* **REQUEST A**
Translate into Spanish this sentence from the passage on Libya: "Libya has plunged into its worst political and economic crisis since the defeat of Gaddafi two years ago."

* **PASSAGE TO READ**
★ ★ ★ ★ ★

When we “liberated” Libya

Libya has almost entirely stopped producing oil as the government loses control of much of the country to militia fighters. Production of high-quality crude oil has plunged from 1.4 million barrels a day earlier this year to just 160,000 barrels a day now.  Libya is wholly dependent on its oil and gas revenues and without these may not be able to pay its civil servants. Sliman Qajam, a member of the parliamentary energy committee, told Bloomberg that “the government is running on its reserves. If the situation doesn’t improve, it won’t be able to pay salaries by the end of the year”.

 Mutinying security men have taken over oil ports on the Mediterranean and are seeking to sell crude oil on the black market. Ali Zeidan, Libya’s Prime Minister, has threatened to “bomb from the air and the sea” any oil tanker trying to pick up the illicit oil from the oil terminal guards, who are mostly former rebels who overthrew Gaddafi and have been on strike over low pay and alleged government corruption since July. Despite threats to use military force to retake the oil ports, the government in Tripoli has been unable to move effectively against striking guards and mutinous military units that are linked to secessionist forces in the east of the country. The strikers in the eastern region Cyrenaica, which contains most of Libya’s oil, are part of a broader movement seeking more autonomy and blaming the government for spending oil revenues in the west of the country.

 Libya has plunged into its worst political and economic crisis since the defeat of Gaddafi two years ago. Government authority is disintegrating in all parts of the country challenging claims by American, British and French politicians that Nato’s military action in Libya in 2011 was an example of a successful foreign military intervention which should be repeated in Syria. Though the Nato intervention against Gaddafi was justified as a humanitarian response the international community has ignored the escalating violence. The foreign media, which once filled the hotels of Benghazi and Tripoli, have likewise paid little attention to the near collapse of the central government.

★ ★ ★ ★ ★

* **REQUEST B**
Retype the object position labeling records below without changes, keeping every line and coordinate pair.

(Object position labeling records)
★ ★ ★ ★ ★

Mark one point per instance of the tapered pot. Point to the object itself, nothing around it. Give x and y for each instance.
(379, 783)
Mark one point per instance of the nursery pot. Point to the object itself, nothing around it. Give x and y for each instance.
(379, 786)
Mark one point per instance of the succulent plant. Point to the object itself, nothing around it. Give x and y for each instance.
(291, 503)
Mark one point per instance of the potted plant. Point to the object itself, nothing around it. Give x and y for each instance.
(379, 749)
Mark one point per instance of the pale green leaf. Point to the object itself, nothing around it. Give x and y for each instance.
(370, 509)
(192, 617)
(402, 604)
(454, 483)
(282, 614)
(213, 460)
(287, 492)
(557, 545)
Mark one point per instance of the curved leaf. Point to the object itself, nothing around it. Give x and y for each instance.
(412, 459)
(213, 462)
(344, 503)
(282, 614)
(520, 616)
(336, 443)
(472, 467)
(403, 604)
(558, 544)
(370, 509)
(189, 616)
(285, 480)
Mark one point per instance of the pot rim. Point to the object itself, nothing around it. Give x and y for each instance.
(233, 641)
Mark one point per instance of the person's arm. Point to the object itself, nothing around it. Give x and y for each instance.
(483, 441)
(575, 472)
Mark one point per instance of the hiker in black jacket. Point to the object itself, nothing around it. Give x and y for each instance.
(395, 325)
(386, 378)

★ ★ ★ ★ ★

* **WORKED SOLUTION A**
Libia se ha sumido en su peor crisis política y económica desde la derrota de Gadafi hace dos años.

* **WORKED SOLUTION B**
Mark one point per instance of the tapered pot. Point to the object itself, nothing around it. Give x and y for each instance.
(379, 783)
Mark one point per instance of the nursery pot. Point to the object itself, nothing around it. Give x and y for each instance.
(379, 786)
Mark one point per instance of the succulent plant. Point to the object itself, nothing around it. Give x and y for each instance.
(291, 503)
Mark one point per instance of the potted plant. Point to the object itself, nothing around it. Give x and y for each instance.
(379, 749)
Mark one point per instance of the pale green leaf. Point to the object itself, nothing around it. Give x and y for each instance.
(370, 509)
(192, 617)
(402, 604)
(454, 483)
(282, 614)
(213, 460)
(287, 492)
(557, 545)
Mark one point per instance of the curved leaf. Point to the object itself, nothing around it. Give x and y for each instance.
(412, 459)
(213, 462)
(344, 503)
(282, 614)
(520, 616)
(336, 443)
(472, 467)
(403, 604)
(558, 544)
(370, 509)
(189, 616)
(285, 480)
Mark one point per instance of the pot rim. Point to the object itself, nothing around it. Give x and y for each instance.
(233, 641)
Mark one point per instance of the person's arm. Point to the object itself, nothing around it. Give x and y for each instance.
(483, 441)
(575, 472)
Mark one point per instance of the hiker in black jacket. Point to the object itself, nothing around it. Give x and y for each instance.
(395, 325)
(386, 378)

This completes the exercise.